→ EXERCISE
Repeat exactly the lines from the one containing "the boy's face?" through the last line of the records below, both included, and nothing else.

########

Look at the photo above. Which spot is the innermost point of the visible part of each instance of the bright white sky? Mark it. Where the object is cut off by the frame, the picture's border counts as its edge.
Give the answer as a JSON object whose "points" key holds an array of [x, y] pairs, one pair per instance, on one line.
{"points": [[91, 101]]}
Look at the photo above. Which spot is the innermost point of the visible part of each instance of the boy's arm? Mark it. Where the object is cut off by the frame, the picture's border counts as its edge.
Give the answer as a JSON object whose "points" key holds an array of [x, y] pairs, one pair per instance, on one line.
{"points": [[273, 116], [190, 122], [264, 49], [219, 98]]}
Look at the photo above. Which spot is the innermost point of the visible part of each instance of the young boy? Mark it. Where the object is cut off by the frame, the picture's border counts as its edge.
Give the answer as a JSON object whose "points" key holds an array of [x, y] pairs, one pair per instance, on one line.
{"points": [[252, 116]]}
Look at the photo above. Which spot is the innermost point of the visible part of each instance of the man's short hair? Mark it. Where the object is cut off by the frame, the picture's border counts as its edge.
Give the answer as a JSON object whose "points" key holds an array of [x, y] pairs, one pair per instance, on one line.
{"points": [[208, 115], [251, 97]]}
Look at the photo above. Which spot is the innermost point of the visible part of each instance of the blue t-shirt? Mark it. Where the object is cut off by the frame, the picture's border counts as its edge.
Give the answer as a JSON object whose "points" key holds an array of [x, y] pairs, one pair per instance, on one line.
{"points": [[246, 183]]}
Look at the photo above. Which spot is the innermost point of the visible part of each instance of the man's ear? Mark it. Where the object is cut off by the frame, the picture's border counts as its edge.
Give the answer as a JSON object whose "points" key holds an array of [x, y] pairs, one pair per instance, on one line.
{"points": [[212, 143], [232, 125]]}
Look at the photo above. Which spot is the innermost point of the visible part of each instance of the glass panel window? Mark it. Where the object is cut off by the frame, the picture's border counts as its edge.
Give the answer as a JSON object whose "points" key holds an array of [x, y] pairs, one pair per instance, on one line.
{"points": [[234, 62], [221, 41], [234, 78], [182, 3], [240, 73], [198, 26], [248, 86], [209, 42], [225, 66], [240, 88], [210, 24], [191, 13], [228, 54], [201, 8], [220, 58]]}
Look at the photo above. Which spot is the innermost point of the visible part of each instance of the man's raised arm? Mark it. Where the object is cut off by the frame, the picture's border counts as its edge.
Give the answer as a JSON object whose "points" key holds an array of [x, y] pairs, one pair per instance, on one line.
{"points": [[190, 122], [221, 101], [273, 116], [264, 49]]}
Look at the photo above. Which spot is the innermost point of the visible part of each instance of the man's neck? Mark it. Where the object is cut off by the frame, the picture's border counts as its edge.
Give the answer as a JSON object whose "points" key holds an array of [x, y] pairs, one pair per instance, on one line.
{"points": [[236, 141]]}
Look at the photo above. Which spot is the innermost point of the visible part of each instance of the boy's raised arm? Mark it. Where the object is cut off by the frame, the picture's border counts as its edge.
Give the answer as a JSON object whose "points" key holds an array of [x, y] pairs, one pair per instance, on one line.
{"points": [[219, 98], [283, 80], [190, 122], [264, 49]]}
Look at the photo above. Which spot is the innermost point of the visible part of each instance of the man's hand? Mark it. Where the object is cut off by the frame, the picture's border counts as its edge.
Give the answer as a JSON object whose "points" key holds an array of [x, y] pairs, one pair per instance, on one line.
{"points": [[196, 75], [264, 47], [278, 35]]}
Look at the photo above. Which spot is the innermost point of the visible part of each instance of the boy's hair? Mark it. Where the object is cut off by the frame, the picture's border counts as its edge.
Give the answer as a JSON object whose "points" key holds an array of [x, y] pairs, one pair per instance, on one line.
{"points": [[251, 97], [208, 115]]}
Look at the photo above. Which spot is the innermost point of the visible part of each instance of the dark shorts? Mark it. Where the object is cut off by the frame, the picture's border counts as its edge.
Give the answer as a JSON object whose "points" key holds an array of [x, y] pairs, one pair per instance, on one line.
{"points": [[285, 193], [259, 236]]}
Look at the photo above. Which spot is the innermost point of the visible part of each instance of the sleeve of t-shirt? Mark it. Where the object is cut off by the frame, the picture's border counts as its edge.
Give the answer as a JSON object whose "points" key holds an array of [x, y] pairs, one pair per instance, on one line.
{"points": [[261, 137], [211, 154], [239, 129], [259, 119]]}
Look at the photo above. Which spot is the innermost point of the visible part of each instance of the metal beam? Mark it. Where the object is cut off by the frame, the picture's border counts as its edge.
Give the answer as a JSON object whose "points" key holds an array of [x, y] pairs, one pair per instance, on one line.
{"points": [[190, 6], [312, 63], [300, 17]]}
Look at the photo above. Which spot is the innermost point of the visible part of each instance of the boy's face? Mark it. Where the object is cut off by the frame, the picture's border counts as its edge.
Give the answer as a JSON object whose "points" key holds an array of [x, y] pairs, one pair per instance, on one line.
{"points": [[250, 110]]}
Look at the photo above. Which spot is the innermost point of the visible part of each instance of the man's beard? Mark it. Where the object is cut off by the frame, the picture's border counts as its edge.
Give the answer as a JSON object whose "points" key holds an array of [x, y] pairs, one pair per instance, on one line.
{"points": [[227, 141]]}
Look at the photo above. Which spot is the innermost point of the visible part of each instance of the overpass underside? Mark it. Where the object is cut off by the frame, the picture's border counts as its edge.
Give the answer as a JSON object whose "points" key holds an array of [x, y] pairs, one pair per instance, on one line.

########

→ THE SOLUTION
Look at the photo above. Which spot is the innermost point of the visible part of each instance of the boy's face? Mark it. Where the object is cut off by the frame, the picture's border counts as its edge.
Give the answer as a JSON object whose "points" key holds an array of [x, y] pairs, one pair per instance, on one line.
{"points": [[250, 110]]}
Look at the photo above. Which spot is the innermost point of the visible part of each instance of the man's beard? Mark it. Where the object is cut off by the frame, the picture's border counts as its edge.
Give the answer as a JSON object whose "points" key holds an array of [x, y] pairs, one pair per instance, on one line.
{"points": [[227, 141]]}
Look at the photo above. Which spot is the innermost point of the visible part of each instance of the overpass underside? Mark it. Where the object is cut off by the frame, the picture's border counts as its edge.
Give the answer as a JSON object whose "points" key holds an array of [x, y] pairs, one pair per instance, on one line.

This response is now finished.